**Zadania i problemy**
1. Odpowiedz krótko na pytania do tekstu o Grudniu 1970:
(a) Ile co najmniej osób zamordowano?
(b) Co było bezpośrednią przyczyną robotniczych wystąpień?
(c) Ile lat miał Zbyszek Godlewski?
2. Kontynuuj tekst o Grudniu 1970 od miejsca, w którym się kończy.

**Fragment strony**
· · · · ·

#

Na Grudzień 1970. Pamiętamy

Poniedziałek, 14.12.2020

Krwawe wydarzenia na Wybrzeżu w grudniu 1970r. stały się początkiem narastania oporu, który po dwóch dekadach zakończył panowanie komunistów w Europie Środkowej.

Ofiara krwi robotników głównie Trójmiasta i Szczecina weszła do narodowej legendy, która trwa już pół wieku. W rozprawie ,,władzy ludowej’’ z Polakami zamordowano nie mniej niż 46 osób. Ranne zostały co najmniej 1164 osoby. Zatrzymano i ciężko pobito ponad 3000 ludzi. Sprawców tych zbrodni nie osądzono do dziś. Bezpośrednią przyczyną robotniczych wystąpień było wprowadzenie w całym kraju podwyżki cen detalicznych mięsa, przetworów mięsnych i wielu innych artykułów spożywczych.

Najbardziej znaną ofiarą grudniowej masakry został 18-letni robotnik Zbyszek Godlewski, którego uwieczniła – pod zmienionym imieniem i nazwiskiem - ,,Ballada o Janku Wiśniewskim’’.

· · · · ·

**Podane wiersze**
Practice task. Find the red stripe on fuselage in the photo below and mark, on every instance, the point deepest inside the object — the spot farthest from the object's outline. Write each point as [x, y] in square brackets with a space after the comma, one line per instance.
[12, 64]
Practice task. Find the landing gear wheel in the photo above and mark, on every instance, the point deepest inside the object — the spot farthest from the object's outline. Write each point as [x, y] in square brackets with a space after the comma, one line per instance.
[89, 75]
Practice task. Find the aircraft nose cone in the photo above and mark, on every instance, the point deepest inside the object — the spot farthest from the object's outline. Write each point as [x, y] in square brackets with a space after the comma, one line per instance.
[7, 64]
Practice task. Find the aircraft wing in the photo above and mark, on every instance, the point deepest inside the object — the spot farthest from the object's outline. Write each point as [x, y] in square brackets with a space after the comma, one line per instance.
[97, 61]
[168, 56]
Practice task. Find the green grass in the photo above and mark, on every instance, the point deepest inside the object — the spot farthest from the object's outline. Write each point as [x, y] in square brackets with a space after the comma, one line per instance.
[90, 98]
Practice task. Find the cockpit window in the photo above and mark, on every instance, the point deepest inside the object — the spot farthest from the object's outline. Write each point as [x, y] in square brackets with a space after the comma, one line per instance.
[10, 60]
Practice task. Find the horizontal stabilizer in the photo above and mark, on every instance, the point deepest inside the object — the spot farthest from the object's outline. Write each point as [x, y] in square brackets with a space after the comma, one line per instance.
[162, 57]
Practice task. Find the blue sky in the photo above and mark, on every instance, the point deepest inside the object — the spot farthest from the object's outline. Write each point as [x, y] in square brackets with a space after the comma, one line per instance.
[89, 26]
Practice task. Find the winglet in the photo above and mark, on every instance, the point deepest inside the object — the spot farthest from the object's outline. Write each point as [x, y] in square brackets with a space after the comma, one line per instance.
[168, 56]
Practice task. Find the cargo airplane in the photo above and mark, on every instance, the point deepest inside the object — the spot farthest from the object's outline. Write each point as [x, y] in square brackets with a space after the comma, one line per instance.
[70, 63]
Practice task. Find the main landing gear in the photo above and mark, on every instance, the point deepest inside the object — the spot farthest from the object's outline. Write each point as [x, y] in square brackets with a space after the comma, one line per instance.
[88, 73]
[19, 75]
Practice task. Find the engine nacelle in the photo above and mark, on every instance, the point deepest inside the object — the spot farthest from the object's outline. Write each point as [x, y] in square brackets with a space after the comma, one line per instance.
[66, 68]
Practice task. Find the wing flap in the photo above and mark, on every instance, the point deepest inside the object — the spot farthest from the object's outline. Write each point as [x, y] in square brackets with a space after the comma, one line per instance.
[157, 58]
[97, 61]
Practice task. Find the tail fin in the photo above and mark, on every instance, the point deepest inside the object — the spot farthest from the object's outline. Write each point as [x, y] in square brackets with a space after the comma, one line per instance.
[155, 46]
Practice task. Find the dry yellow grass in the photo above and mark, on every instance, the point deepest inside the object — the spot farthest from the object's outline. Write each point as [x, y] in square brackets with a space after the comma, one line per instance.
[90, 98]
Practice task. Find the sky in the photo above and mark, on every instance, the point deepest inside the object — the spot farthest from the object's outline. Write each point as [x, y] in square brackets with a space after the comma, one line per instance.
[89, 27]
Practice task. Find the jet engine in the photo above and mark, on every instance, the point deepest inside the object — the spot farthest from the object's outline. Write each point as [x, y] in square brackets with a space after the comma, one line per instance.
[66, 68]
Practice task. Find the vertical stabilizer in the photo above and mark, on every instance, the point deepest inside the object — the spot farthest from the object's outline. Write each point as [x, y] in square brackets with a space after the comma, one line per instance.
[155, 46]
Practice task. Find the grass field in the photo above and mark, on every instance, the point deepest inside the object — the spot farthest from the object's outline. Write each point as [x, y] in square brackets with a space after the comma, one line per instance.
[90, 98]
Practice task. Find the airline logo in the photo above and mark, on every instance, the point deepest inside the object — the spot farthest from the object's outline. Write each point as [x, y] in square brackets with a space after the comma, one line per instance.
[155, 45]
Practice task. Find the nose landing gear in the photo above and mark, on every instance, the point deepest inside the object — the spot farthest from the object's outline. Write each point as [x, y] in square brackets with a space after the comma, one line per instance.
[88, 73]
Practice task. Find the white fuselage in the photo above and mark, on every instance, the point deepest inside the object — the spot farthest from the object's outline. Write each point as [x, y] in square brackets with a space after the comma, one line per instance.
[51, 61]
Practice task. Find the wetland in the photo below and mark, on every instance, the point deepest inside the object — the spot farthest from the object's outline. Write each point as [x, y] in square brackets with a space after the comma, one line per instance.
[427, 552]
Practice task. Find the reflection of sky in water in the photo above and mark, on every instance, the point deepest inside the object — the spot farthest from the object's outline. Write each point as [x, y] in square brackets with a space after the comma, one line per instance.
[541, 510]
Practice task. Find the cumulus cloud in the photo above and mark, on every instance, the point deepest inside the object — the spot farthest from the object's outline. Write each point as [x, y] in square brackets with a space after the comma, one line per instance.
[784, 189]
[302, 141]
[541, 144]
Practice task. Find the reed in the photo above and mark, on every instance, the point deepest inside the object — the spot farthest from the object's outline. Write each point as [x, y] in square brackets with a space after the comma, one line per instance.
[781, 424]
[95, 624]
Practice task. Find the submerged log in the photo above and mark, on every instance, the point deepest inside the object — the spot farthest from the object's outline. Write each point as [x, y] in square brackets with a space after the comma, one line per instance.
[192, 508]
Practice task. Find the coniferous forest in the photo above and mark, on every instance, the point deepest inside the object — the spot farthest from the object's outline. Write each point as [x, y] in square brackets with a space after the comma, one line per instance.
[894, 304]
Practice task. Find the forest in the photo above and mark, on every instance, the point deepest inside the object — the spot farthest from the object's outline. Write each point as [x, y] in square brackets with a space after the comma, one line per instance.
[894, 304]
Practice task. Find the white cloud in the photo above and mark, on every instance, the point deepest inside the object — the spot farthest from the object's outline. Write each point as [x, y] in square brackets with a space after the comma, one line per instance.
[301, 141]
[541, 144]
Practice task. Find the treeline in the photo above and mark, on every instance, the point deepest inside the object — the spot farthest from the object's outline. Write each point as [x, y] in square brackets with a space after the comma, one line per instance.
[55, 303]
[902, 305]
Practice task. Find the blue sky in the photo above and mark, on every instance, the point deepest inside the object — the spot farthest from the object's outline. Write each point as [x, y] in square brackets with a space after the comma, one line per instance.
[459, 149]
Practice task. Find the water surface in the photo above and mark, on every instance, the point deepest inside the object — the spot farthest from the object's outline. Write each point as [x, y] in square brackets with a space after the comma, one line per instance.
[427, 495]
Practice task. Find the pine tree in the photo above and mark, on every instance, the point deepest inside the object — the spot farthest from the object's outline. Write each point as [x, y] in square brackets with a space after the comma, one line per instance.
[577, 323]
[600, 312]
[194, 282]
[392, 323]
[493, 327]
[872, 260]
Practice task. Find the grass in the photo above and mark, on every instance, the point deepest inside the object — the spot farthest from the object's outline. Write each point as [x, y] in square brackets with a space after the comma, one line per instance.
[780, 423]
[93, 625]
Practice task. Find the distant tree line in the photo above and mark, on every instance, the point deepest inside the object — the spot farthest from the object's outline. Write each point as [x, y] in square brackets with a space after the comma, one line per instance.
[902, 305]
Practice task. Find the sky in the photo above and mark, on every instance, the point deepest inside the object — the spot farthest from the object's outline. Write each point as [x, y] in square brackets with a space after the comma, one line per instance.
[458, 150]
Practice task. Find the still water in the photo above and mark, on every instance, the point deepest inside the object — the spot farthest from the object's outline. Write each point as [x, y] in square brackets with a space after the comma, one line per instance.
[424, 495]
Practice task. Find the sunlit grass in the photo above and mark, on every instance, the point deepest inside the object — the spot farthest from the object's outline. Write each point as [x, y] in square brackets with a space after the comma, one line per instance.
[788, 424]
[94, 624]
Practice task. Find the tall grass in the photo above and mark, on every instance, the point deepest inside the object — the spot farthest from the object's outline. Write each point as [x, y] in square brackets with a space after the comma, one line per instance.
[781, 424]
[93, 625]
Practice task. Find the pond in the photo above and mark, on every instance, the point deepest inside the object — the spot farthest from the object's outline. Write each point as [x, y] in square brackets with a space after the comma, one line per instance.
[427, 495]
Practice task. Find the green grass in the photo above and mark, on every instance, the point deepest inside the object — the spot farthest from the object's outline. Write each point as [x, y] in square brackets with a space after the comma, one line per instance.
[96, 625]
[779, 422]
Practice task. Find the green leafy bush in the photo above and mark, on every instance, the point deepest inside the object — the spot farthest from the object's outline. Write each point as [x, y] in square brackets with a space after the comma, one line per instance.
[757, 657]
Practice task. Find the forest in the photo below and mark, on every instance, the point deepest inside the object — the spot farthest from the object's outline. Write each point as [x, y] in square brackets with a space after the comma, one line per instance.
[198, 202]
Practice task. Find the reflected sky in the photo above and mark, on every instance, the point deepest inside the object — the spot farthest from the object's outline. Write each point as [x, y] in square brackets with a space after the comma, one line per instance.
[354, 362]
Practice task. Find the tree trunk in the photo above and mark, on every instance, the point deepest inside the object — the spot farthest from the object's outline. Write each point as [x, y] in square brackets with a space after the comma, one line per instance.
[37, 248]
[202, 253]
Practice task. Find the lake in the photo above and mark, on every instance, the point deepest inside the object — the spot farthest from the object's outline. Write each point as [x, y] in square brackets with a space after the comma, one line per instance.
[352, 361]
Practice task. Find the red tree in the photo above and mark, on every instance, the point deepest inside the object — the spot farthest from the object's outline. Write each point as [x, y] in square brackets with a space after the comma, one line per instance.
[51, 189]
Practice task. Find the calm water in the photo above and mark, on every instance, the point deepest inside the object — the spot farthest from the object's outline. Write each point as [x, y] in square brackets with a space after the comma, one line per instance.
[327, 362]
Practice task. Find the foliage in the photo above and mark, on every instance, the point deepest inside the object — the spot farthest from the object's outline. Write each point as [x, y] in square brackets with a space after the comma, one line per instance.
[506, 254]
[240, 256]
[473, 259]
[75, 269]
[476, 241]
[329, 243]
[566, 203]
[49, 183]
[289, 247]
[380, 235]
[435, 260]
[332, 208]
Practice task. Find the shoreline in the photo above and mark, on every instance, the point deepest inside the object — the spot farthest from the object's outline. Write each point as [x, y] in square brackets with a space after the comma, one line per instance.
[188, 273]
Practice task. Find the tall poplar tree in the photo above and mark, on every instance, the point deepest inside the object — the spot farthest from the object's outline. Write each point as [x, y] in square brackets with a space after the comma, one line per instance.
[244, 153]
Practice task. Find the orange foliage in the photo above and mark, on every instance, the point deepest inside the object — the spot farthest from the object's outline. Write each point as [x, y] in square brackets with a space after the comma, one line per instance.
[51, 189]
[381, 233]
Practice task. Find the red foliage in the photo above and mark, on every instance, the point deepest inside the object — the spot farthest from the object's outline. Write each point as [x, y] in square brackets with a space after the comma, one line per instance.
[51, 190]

· · · · ·

**Wyniki końcowe**
1.
(a) Nie mniej niż 46 osób.
(b) Wprowadzenie w całym kraju podwyżki cen detalicznych mięsa, przetworów mięsnych i wielu innych artykułów spożywczych.
(c) 18 lat.

2.
Został zastrzelony przez żołnierzy Ludowego Wojska Polskiego (LWP), kiedy 17 grudnia rano wysiadł na przystanku Gdynia Stocznia, by pójść do pracy. Jego ciało demonstranci przenieśli główną ulicą miasta – Świętojańską – pod siedzibę lokalnych władz. Historia młodego mężczyzny niesionego ulicami na drzwiach zainspirowała Krzysztofa Dowgiałłę do napisania tekstu piosenki o tym wydarzeniu. Nie znał imienia ani nazwiska zabitego, więc nazwał go Jankiem Wiśniewskim.

W ten sposób osoba pod nie swoim nazwiskiem, jako bohater piosenki, stała się symbolem wydarzeń, bardziej znanym od swojego pierwowzoru.*

 

Ballada o Janku Wiśniewskim

Chłopcy z Grabówka, chłopcy z Chyloni

Dzisiaj milicja użyła broni

Dzielnieśmy stali, celnie rzucali

Janek Wiśniewski padł!

 

Na drzwiach ponieśli go Świętojańską

Naprzeciw glinom, naprzeciw tankom

Chłopcy stoczniowcy, pomścijcie druha!

Janek Wiśniewski padł!

 

Jeden zraniony, drugi zabity

Krwi się zachciało słupskim bandytom

To partia strzela do robotników

Janek Wiśniewski padł!

 

Krwawy Kociołek, to kat Trójmiasta

Przez niego giną dzieci, niewiasty

Poczekaj draniu, my Cię dostaniem

Janek Wiśniewski padł!

 

Stoczniowcy Gdyni, stoczniowcy Gdańska

Idźcie do domu, skończona walka

Świat się dowiedział, nic nie powiedział

Janek Wiśniewski padł!

 

Nie płaczcie matki, to nie na darmo!

Nad stocznią sztandar z czarną kokardą!

Za chleb i wolność i nową Polskę

Janek Wiśniewski padl!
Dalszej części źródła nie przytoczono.